◆ Your objective
Once you reach the line with "mode = per_instance", copy it and every line after it exactly, up to the end of the data. Omit the pictures.

(Point-per-instance localization data)
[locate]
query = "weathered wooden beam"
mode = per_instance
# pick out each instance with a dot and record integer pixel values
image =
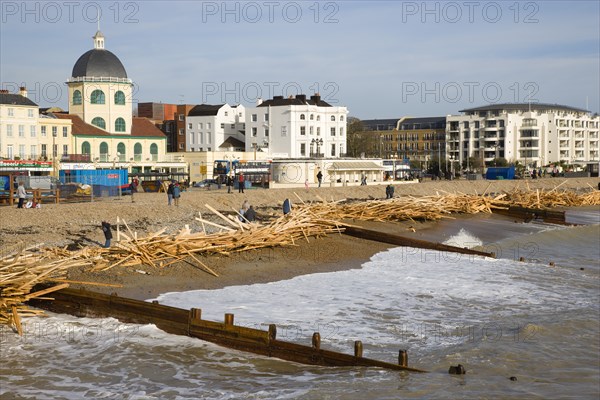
(189, 322)
(410, 242)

◆ Exercise answer
mode = per_instance
# pick out each instance with a dot and record integer pixel values
image =
(189, 322)
(410, 242)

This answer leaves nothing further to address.